= TASK DIRECTIONS =
The records below must be retyped exactly.

::: RECORD LIST :::

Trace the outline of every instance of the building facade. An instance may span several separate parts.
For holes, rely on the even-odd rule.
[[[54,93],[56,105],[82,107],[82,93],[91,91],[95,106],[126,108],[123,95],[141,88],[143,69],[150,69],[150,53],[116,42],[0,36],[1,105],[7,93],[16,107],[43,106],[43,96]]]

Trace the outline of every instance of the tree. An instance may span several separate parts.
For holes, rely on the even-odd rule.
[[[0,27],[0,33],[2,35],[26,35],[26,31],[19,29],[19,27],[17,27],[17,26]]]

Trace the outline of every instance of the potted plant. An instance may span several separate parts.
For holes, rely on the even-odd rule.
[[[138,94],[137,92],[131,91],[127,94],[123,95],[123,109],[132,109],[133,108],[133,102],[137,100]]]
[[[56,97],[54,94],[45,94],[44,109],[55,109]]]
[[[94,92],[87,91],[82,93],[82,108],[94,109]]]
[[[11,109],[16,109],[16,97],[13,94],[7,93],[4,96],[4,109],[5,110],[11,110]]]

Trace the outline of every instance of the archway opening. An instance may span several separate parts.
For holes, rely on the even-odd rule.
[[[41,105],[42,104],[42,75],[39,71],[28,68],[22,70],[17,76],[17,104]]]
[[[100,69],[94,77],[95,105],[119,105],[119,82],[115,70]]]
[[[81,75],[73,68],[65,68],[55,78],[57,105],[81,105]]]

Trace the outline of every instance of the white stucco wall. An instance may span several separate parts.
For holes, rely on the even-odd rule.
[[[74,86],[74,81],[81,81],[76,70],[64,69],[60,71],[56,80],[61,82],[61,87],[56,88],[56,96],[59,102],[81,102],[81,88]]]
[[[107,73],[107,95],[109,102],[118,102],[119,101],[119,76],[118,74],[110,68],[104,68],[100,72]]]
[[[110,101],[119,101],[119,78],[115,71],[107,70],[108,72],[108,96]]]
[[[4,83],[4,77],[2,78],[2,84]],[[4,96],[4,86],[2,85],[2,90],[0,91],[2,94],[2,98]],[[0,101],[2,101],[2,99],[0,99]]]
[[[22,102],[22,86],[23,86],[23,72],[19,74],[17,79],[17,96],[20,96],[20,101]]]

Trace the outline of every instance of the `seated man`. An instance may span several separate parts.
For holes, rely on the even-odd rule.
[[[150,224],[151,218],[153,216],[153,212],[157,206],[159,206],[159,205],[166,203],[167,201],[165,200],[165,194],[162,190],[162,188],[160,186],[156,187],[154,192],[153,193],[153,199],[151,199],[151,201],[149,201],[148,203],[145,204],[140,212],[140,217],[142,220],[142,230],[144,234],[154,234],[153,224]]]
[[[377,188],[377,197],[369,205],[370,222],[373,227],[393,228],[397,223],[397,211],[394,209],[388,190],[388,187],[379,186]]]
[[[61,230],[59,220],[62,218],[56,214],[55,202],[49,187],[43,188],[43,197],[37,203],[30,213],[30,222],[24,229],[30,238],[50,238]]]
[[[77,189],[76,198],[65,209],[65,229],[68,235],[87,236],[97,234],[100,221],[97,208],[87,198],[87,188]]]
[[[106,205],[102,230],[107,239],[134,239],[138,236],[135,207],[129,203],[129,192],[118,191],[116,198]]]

:::

= WRITTEN ANSWER =
Trace the outline of every instance of the building facade. An instance may span several separate parts.
For holes, rely on the even-odd rule.
[[[54,93],[56,105],[82,107],[82,93],[91,91],[95,106],[126,108],[123,95],[141,88],[143,69],[150,69],[150,53],[116,42],[0,36],[1,105],[7,93],[16,107],[43,106],[43,96]]]

Trace the outline of every instance of the tree. An instance may span several separate parts.
For holes, rely on the even-odd rule.
[[[0,27],[0,33],[2,35],[26,35],[26,31],[19,29],[19,27],[17,27],[17,26]]]

Trace the outline of every instance of the potted plant. An instance may span several separate parts.
For holes, rely on the even-odd rule.
[[[138,94],[137,92],[131,91],[127,94],[123,95],[123,109],[132,109],[133,108],[133,102],[137,100]]]
[[[56,97],[54,94],[45,94],[44,109],[55,109]]]
[[[94,92],[87,91],[82,93],[82,108],[94,109]]]
[[[11,109],[16,109],[16,97],[13,94],[7,93],[4,96],[4,109],[5,110],[11,110]]]

Trace the outline of every instance of the archway opening. An instance may span several separate parts.
For holes, rely on the even-odd rule.
[[[41,105],[42,104],[42,75],[39,71],[28,68],[22,70],[17,76],[17,104]]]
[[[100,69],[94,77],[95,105],[119,105],[119,82],[115,70]]]
[[[81,75],[73,68],[65,68],[55,78],[57,105],[81,105]]]

Trace the outline of every instance of the white stucco wall. An instance may span several separate parts.
For holes, rely on the even-odd rule.
[[[74,86],[74,81],[81,81],[76,70],[64,69],[60,71],[56,80],[61,82],[61,87],[56,88],[56,96],[59,102],[81,102],[81,88]]]
[[[107,73],[107,95],[109,102],[118,102],[119,101],[119,76],[118,74],[110,68],[104,68],[100,72]]]
[[[110,101],[119,101],[119,78],[115,71],[107,70],[108,72],[108,96]]]
[[[4,83],[4,77],[2,78],[2,84]],[[4,96],[4,86],[2,85],[2,90],[0,91],[2,94],[2,98]],[[0,101],[2,101],[2,99],[0,99]]]
[[[22,102],[22,86],[23,86],[23,72],[19,74],[17,79],[17,96],[20,96],[20,101]]]

Trace the outline of every instance of the `seated man`. An instance may span several separate parts.
For holes, rely on the even-odd rule.
[[[150,224],[151,218],[153,216],[153,212],[157,206],[159,206],[159,205],[166,203],[167,201],[165,200],[165,194],[162,190],[162,188],[160,186],[156,187],[154,192],[153,193],[153,199],[151,199],[151,201],[149,201],[148,203],[145,204],[140,212],[140,217],[142,220],[142,230],[144,234],[154,234],[153,224]]]
[[[377,188],[377,197],[369,205],[370,222],[373,227],[393,228],[397,223],[397,211],[394,209],[388,190],[388,187],[379,186]]]
[[[61,230],[59,220],[62,218],[56,214],[55,202],[49,187],[43,188],[43,197],[37,203],[30,213],[30,222],[24,229],[30,238],[50,238]]]
[[[77,189],[76,198],[65,209],[65,229],[68,235],[87,236],[97,234],[100,221],[97,208],[87,198],[87,188]]]
[[[106,205],[102,230],[107,239],[134,239],[138,236],[135,207],[129,203],[129,192],[118,191],[116,198]]]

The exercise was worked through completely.